== Items listed in a dataset ==
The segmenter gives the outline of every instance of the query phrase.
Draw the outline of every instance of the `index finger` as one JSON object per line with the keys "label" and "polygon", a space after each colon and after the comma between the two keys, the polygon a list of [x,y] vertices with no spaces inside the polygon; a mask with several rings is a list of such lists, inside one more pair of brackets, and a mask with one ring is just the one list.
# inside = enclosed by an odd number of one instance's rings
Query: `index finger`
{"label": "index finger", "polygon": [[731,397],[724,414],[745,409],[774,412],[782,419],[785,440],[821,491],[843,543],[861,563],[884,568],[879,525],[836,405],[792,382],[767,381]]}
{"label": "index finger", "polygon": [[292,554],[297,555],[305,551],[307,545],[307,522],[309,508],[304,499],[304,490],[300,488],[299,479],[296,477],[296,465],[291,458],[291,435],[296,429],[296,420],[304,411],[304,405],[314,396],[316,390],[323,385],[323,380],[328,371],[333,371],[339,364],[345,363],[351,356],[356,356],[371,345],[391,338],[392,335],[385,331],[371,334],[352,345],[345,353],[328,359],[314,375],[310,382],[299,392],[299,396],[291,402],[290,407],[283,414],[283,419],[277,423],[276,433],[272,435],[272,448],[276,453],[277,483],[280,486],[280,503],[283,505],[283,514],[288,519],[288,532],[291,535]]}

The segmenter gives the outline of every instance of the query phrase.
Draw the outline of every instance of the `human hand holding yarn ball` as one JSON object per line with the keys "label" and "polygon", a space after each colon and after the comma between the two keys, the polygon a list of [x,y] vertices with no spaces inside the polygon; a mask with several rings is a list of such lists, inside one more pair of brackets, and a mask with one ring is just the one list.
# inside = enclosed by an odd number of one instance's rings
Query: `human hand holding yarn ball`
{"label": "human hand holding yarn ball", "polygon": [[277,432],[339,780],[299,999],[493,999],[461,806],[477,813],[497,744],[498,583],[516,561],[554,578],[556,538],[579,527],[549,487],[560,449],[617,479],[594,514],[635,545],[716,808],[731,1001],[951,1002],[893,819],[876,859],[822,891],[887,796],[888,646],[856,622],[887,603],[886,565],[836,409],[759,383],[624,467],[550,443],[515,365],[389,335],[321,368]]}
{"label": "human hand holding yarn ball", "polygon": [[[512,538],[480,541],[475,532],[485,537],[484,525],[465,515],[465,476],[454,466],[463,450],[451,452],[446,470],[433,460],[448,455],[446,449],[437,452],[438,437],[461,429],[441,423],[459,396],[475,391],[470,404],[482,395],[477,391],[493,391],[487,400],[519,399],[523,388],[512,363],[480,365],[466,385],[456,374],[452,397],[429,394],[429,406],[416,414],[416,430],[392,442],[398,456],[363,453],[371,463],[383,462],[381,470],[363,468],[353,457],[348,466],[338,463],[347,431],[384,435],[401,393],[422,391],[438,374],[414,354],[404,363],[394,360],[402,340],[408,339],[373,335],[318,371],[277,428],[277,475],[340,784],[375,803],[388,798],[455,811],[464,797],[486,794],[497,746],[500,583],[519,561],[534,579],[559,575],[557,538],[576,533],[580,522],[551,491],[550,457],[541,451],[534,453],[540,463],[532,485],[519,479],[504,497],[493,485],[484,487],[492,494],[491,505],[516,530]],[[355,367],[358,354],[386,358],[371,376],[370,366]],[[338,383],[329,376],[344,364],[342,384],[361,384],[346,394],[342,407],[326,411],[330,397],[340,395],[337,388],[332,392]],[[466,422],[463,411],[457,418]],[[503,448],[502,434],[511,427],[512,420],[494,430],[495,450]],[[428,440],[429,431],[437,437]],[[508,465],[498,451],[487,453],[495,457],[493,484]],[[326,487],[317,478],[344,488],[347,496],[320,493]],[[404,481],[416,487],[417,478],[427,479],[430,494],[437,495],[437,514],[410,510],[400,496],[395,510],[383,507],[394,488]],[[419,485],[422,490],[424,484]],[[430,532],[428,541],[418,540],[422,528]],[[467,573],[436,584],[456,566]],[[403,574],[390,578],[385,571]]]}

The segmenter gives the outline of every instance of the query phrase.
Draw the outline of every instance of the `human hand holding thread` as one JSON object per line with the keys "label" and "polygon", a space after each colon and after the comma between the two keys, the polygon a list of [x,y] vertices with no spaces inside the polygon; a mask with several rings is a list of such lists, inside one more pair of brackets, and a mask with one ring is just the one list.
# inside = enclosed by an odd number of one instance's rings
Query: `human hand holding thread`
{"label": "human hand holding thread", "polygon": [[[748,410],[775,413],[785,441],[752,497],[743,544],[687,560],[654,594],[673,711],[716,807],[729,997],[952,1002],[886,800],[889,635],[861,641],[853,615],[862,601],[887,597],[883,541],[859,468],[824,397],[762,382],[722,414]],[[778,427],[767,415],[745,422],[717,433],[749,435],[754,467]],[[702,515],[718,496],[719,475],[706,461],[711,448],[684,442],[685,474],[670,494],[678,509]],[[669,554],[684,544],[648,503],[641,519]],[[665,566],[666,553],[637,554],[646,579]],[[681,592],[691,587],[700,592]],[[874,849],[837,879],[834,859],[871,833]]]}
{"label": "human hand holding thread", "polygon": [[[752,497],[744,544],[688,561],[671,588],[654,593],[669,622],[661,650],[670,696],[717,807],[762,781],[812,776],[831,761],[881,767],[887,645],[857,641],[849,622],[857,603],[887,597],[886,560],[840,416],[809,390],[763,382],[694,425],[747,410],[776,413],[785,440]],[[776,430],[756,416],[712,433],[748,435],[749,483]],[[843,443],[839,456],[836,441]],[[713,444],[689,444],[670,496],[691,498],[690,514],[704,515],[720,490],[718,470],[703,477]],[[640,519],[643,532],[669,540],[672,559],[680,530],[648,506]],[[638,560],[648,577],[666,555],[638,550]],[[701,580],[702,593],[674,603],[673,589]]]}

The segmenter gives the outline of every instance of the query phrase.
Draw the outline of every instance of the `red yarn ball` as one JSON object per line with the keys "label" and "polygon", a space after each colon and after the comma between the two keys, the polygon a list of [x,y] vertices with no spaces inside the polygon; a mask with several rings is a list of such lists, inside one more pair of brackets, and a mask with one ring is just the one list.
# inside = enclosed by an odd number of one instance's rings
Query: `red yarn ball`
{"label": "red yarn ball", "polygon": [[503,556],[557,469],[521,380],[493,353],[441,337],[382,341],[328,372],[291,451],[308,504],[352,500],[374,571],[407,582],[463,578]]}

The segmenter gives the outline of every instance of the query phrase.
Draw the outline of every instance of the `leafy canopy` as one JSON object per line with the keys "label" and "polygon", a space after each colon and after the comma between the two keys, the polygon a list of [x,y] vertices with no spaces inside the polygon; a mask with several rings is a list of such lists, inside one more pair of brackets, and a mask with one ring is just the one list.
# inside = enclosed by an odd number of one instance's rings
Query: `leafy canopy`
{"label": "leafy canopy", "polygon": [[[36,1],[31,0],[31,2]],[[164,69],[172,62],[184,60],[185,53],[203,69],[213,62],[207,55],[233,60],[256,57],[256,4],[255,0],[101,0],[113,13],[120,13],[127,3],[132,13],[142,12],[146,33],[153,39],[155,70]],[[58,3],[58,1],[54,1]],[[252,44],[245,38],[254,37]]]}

== Problem requirements ==
Print every record above exactly as written.

== Written answer ==
The segmenter gives the outline of every instance of the query phrase.
Draw the outline of every instance of the `index finger` as one JSON object per line with the keys "label" and "polygon", a space after each colon and after the comma between the two keys, the polygon a list of [x,y] vertices with no spaces inside the polygon; a mask with several rings is a list of such lists, inside one more pair of brackets, and a mask with one ring is just the one list.
# inside = enclosed by an odd number of one instance's rings
Query: `index finger`
{"label": "index finger", "polygon": [[731,397],[724,414],[745,409],[774,412],[782,419],[785,440],[821,491],[843,543],[861,563],[884,568],[879,525],[836,405],[792,382],[767,381]]}
{"label": "index finger", "polygon": [[292,554],[297,555],[305,551],[307,545],[307,522],[309,508],[304,499],[304,490],[300,488],[299,479],[296,477],[296,465],[291,458],[291,435],[296,429],[296,420],[304,411],[304,405],[314,396],[316,390],[323,385],[323,380],[328,371],[333,371],[339,364],[345,363],[351,356],[356,356],[371,345],[391,338],[392,335],[385,331],[371,334],[352,345],[345,353],[328,359],[314,375],[310,382],[299,392],[299,396],[291,402],[290,407],[283,414],[283,419],[277,423],[276,433],[272,435],[272,448],[276,453],[277,483],[280,486],[280,503],[283,505],[283,514],[288,519],[288,532],[291,535]]}

The segmenter gives the outline of every instance of the query phrase.
Draw the outline of every instance of the `human hand holding yarn ball` as one JSON object per line with the keys "label" and "polygon", a space after each colon and after the comma between the two keys, the polygon a list of [x,y] vertices with no spaces inside the polygon; a mask with several rings is a list of such lists, inside one more pair of brackets, and a mask with one ring is just the one list.
# inside = enclosed by an odd number of one instance's rings
Query: `human hand holding yarn ball`
{"label": "human hand holding yarn ball", "polygon": [[277,432],[339,780],[299,999],[493,999],[461,806],[477,813],[497,744],[498,583],[516,561],[554,578],[556,538],[579,527],[549,487],[560,449],[617,479],[594,514],[635,545],[716,808],[731,1001],[951,1002],[893,819],[876,859],[822,891],[887,796],[888,646],[856,622],[887,603],[886,565],[836,409],[759,383],[624,467],[550,443],[515,365],[389,335],[321,368]]}
{"label": "human hand holding yarn ball", "polygon": [[[512,538],[480,541],[475,532],[485,537],[484,525],[465,515],[465,476],[454,466],[463,450],[451,452],[446,470],[433,460],[448,455],[446,449],[437,452],[438,437],[461,429],[441,423],[459,396],[475,391],[470,404],[482,395],[477,391],[493,391],[487,400],[519,399],[523,388],[512,363],[480,365],[466,385],[456,374],[452,397],[429,394],[429,406],[416,414],[416,430],[392,442],[398,456],[363,453],[371,463],[383,462],[381,470],[363,468],[353,457],[348,466],[338,463],[347,431],[384,435],[401,393],[422,391],[438,374],[414,354],[404,363],[394,360],[402,340],[408,339],[373,335],[318,371],[277,428],[277,475],[340,784],[375,803],[388,798],[455,811],[464,797],[486,794],[497,746],[500,583],[519,561],[534,579],[559,575],[557,538],[576,533],[580,522],[551,491],[550,457],[541,451],[534,453],[540,463],[532,485],[519,479],[504,497],[493,485],[484,487],[492,494],[491,505],[516,530]],[[355,367],[358,354],[386,358],[371,376],[370,366]],[[338,383],[329,376],[344,364],[342,384],[361,384],[346,394],[342,407],[326,411],[330,397],[340,395],[337,388],[332,392]],[[466,422],[463,411],[457,418]],[[503,448],[502,434],[511,427],[512,420],[494,430],[495,450]],[[428,440],[429,431],[437,437]],[[508,465],[498,451],[487,453],[495,457],[493,484]],[[326,487],[317,478],[344,488],[347,496],[320,493]],[[404,481],[416,487],[417,478],[427,479],[430,494],[437,495],[437,514],[410,510],[400,496],[395,510],[383,507],[394,488]],[[419,485],[422,490],[424,484]],[[430,532],[428,541],[418,540],[422,528]],[[467,573],[436,584],[456,566]],[[403,574],[390,578],[385,571]]]}

The segmenter gives the outline of every instance of the query phrase.
Draw the outline of every instance of the `human hand holding thread` as one JSON object per line with the keys "label" and "polygon", a space after each colon and after the comma between the two keys, the polygon a list of [x,y] vertices with no spaces inside the polygon; a mask with several rings is a list of such lists, inside one more pair of brackets, and a mask with one ring is just the one list.
# inside = enclosed by an odd number of one instance's rings
Query: `human hand holding thread`
{"label": "human hand holding thread", "polygon": [[[748,410],[775,413],[785,441],[752,497],[743,544],[687,560],[654,594],[673,711],[716,807],[729,997],[952,1002],[886,800],[889,635],[861,641],[853,615],[862,601],[887,597],[883,541],[859,468],[824,397],[762,382],[722,414]],[[778,427],[767,415],[745,422],[717,433],[749,435],[754,467]],[[702,515],[718,496],[719,475],[706,461],[711,448],[684,442],[685,474],[670,494],[678,509]],[[669,554],[684,544],[648,503],[641,519]],[[665,566],[666,553],[637,554],[646,579]],[[681,592],[691,587],[700,592]],[[874,849],[837,879],[834,859],[871,833]]]}
{"label": "human hand holding thread", "polygon": [[[752,497],[744,544],[688,561],[671,588],[654,593],[669,622],[661,650],[670,696],[717,807],[762,781],[812,776],[831,761],[881,767],[887,645],[857,641],[849,622],[857,603],[887,597],[886,560],[840,416],[809,390],[763,382],[694,425],[747,410],[776,413],[785,440]],[[776,430],[756,416],[712,433],[748,435],[749,483]],[[843,443],[839,456],[836,441]],[[713,444],[689,444],[670,496],[691,498],[690,514],[704,515],[720,490],[718,470],[703,477]],[[640,519],[643,532],[669,540],[672,559],[680,530],[648,506]],[[638,560],[648,577],[666,555],[638,550]],[[701,580],[702,593],[674,603],[673,589]]]}

The segmenter gives the outline of every instance of the query phrase.
Draw the outline of every instance of the `red yarn ball` as one JSON object per line with the keys "label" and "polygon", a space after each colon and after the comma between the two keys, the polygon a list of [x,y] vertices with no spaces inside the polygon; a mask with several rings is a list of such lists, inside one more pair of brackets, and a mask with one ring is just the one list.
# inside = enclosed by an odd number of one instance's rings
Query: `red yarn ball`
{"label": "red yarn ball", "polygon": [[503,556],[557,469],[521,380],[493,353],[441,337],[382,341],[328,372],[291,451],[308,504],[352,500],[374,571],[407,582],[463,578]]}

The segmenter gives the outline of every instance of the query phrase.
Draw the outline of every instance of the `leafy canopy` as one JSON object per line with the keys "label" and "polygon", a space after each colon and after the comma between the two keys, the polygon a list of [x,y] vertices with no spaces inside the polygon; a mask with several rings is a list of such lists, inside one more pair of brackets, and a mask with one ring is just the one list.
# inside = enclosed by an odd number of one instance's rings
Query: `leafy canopy`
{"label": "leafy canopy", "polygon": [[[36,1],[31,0],[31,2]],[[164,69],[172,62],[184,60],[185,53],[203,69],[213,62],[207,55],[233,60],[256,57],[256,4],[255,0],[101,0],[113,13],[120,13],[127,3],[132,13],[142,12],[146,33],[153,39],[155,70]],[[58,3],[58,1],[54,1]],[[252,44],[245,38],[254,37]]]}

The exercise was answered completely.